Given request:
Return verbatim the run of lines that opens with the line holding "Target: pot rim" and closes with the last line of the records.

Information supplied:
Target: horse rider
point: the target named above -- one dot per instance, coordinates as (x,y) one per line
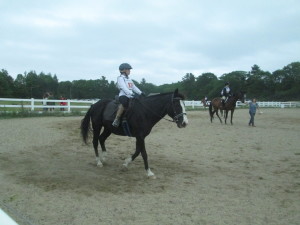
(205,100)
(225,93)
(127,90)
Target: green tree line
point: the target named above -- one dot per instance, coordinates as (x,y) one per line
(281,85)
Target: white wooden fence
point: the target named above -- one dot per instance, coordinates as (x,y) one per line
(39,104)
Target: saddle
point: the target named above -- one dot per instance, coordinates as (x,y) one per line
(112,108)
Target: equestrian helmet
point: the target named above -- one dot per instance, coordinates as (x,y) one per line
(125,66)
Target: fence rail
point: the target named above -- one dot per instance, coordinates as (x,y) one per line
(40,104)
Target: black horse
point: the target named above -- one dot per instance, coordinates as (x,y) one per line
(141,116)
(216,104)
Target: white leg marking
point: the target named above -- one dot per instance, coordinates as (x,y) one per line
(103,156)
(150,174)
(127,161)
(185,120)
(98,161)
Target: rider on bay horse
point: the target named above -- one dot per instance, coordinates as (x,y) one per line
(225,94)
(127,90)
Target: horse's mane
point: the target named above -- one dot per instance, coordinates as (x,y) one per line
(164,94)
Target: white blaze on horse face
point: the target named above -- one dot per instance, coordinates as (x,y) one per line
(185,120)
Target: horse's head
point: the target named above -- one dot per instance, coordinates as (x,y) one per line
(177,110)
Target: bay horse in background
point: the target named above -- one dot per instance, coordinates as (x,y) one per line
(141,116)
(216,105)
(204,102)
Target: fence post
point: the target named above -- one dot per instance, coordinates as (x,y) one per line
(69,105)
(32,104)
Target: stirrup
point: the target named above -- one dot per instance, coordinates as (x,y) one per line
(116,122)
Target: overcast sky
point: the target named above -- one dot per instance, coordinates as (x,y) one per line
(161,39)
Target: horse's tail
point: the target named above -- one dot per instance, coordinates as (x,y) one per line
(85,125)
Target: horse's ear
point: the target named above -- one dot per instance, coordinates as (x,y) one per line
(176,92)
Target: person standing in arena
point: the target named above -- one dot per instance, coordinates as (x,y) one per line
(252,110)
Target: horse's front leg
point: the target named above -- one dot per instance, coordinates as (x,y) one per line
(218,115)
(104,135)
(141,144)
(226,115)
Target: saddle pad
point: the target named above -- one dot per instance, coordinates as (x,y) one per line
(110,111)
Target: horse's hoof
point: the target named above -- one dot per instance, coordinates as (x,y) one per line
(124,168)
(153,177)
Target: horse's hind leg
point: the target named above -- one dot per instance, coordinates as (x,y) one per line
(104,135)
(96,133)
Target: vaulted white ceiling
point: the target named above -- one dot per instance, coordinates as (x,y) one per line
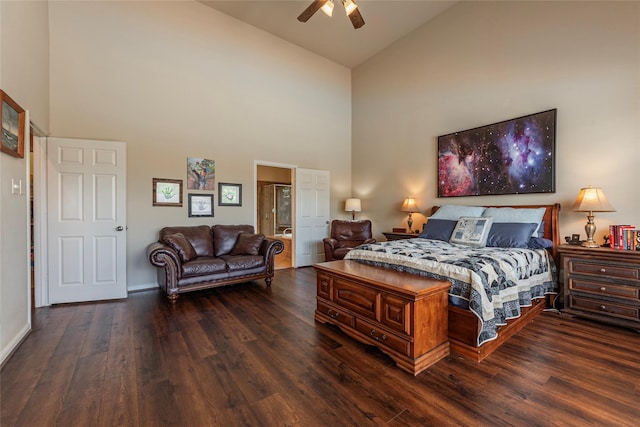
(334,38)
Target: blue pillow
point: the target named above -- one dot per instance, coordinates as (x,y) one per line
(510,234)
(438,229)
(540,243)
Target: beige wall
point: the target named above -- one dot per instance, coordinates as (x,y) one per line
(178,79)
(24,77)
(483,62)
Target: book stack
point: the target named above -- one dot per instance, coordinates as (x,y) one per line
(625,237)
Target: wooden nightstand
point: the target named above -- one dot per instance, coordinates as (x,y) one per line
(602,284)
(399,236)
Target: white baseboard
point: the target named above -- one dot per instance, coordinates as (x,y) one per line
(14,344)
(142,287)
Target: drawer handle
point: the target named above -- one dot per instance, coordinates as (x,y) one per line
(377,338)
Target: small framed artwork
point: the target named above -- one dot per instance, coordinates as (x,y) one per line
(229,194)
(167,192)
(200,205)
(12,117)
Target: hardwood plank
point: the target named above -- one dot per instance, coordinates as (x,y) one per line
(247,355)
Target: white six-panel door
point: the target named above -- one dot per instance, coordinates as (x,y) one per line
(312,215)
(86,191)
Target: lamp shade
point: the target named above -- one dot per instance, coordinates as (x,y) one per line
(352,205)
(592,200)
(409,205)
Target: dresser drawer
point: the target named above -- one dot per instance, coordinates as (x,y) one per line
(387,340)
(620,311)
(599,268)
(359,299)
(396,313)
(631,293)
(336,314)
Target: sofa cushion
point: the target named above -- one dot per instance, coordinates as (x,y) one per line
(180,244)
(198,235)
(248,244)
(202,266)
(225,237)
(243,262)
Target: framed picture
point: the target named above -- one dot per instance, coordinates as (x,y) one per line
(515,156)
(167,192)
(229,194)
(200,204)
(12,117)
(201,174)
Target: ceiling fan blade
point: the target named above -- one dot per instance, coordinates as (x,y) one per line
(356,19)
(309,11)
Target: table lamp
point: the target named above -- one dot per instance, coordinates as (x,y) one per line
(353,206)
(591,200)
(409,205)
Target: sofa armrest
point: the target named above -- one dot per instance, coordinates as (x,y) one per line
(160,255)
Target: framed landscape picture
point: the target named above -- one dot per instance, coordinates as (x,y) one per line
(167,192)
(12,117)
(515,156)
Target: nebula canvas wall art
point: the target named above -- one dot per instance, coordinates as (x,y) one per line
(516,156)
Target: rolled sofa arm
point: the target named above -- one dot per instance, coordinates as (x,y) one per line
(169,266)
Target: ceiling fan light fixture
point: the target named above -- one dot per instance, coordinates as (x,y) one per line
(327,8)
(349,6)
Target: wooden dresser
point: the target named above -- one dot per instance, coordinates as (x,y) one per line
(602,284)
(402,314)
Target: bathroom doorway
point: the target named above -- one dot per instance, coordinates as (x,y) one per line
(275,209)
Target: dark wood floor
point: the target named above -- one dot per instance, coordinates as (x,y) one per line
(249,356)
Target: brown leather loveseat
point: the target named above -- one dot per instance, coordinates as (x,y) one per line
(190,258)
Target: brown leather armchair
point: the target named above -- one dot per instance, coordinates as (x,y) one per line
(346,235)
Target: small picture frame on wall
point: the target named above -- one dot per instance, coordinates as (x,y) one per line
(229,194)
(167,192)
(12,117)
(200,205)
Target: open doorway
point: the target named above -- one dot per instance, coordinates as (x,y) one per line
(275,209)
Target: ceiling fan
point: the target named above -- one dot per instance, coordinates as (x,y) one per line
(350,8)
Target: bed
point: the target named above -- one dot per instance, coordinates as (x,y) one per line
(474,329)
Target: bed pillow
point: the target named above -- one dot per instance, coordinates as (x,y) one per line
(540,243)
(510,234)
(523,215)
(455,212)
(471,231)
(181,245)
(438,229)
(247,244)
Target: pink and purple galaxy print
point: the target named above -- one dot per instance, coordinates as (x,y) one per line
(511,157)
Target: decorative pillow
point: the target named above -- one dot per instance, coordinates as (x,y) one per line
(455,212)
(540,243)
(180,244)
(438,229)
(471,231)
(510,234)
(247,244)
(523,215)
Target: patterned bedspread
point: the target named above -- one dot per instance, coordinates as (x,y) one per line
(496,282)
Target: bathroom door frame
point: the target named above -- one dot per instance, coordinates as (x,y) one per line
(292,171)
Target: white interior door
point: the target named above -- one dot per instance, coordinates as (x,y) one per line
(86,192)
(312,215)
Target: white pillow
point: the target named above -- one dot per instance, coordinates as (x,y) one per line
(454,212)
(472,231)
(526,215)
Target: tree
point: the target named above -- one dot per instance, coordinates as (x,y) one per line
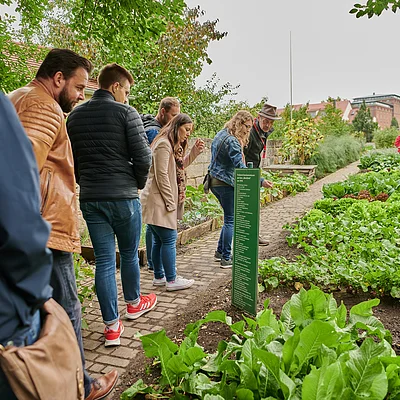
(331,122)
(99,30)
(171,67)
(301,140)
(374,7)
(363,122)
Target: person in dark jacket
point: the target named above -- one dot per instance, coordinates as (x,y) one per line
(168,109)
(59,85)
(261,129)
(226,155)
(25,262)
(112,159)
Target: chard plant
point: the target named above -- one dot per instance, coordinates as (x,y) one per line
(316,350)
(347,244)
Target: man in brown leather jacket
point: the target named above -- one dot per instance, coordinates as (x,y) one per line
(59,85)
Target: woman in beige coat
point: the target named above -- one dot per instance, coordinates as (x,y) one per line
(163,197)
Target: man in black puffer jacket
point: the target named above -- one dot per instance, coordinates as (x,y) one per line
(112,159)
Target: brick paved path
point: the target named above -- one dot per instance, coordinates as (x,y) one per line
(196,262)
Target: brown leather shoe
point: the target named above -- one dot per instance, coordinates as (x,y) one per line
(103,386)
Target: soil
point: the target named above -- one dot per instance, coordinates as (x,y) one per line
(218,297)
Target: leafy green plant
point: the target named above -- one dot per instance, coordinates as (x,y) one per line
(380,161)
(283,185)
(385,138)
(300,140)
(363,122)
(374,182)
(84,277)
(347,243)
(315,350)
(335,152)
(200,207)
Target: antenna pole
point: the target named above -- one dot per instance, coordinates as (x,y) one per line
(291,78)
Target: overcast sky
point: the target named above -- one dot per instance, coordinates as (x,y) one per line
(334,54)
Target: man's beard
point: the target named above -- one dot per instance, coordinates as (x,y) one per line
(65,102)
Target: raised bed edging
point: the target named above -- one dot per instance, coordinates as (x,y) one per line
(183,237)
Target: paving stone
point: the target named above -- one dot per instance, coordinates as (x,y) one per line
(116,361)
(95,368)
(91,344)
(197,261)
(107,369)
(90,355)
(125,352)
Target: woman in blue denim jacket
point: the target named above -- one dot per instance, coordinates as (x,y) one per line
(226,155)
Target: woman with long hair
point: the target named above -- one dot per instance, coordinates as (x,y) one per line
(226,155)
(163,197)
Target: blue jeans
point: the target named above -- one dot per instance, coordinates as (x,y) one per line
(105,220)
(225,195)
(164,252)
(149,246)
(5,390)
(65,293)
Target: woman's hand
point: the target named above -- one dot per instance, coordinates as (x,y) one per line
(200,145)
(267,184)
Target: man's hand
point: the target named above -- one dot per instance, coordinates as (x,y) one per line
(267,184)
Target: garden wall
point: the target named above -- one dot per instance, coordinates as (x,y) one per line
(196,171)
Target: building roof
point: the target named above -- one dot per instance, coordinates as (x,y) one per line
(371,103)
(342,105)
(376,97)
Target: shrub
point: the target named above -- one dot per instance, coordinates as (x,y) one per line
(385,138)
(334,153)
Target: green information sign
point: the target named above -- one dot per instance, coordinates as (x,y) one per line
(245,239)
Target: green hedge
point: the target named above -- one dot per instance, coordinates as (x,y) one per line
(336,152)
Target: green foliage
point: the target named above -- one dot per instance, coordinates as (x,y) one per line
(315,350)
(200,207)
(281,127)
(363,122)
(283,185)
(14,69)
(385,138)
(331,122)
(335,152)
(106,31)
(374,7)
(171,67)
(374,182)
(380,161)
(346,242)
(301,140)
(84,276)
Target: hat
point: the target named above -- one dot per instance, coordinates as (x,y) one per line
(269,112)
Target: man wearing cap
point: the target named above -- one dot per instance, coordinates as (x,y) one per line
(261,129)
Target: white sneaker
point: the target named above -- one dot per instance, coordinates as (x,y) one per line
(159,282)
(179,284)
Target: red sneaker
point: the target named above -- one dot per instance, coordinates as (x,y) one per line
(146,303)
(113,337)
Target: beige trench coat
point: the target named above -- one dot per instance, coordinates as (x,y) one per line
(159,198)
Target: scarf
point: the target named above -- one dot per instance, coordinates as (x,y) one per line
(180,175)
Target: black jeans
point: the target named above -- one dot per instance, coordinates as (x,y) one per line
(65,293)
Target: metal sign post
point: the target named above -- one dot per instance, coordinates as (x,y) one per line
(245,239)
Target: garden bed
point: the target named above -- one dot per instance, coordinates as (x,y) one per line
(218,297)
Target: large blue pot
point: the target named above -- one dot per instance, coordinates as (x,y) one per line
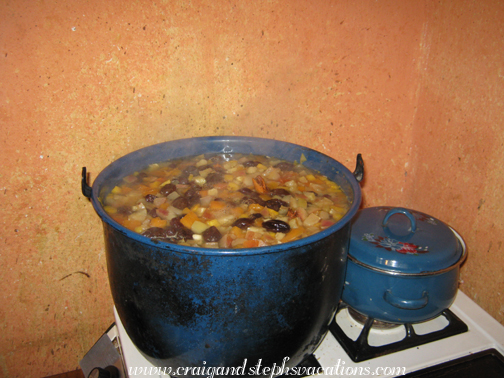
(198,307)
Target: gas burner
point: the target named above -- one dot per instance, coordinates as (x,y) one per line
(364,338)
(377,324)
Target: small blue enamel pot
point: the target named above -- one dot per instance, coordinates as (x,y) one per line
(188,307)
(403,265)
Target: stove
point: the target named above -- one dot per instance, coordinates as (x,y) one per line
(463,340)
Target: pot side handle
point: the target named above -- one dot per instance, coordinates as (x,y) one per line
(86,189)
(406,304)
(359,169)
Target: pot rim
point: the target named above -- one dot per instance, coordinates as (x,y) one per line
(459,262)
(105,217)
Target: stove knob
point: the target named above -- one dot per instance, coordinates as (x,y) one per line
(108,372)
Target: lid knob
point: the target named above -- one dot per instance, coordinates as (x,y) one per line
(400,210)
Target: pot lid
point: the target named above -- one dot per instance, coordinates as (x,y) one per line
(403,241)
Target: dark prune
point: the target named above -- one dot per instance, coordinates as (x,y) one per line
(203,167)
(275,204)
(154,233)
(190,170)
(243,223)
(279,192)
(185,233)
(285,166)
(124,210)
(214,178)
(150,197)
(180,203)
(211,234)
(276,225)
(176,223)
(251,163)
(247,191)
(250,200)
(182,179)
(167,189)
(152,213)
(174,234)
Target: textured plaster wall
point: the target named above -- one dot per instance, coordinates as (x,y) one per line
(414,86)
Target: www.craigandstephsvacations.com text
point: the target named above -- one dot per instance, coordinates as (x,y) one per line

Result:
Target: pot rim
point: the target named above -- one dot per instance, coordinates as (x,y) one per line
(459,262)
(105,217)
Target: stove knob
point: the target named above -- one dot per instance, coordinates as (x,y) one per line
(108,372)
Target: lid knob
point: the target named above -- one dot per instance, coordinates as (x,y) one per line
(400,210)
Target: pot lid
point: the target named above -- one dot per instance, coordinates as (x,y) one per line
(403,241)
Target: dark prune
point: the target named above -- one dot per instance, coordinates as (x,y) one per line
(203,167)
(275,204)
(154,233)
(190,170)
(243,223)
(279,192)
(185,233)
(285,166)
(124,210)
(214,178)
(150,197)
(180,203)
(211,234)
(276,225)
(176,223)
(251,163)
(247,191)
(250,200)
(182,179)
(167,189)
(152,213)
(174,234)
Target: textured plaster wall
point: the target named above -- one dot per instance, coordinates as (x,y) one per line
(414,86)
Target: www.craigandstephsvacations.com text
point: the target named above -- one dot per instance, coordinates as (x,y) one per line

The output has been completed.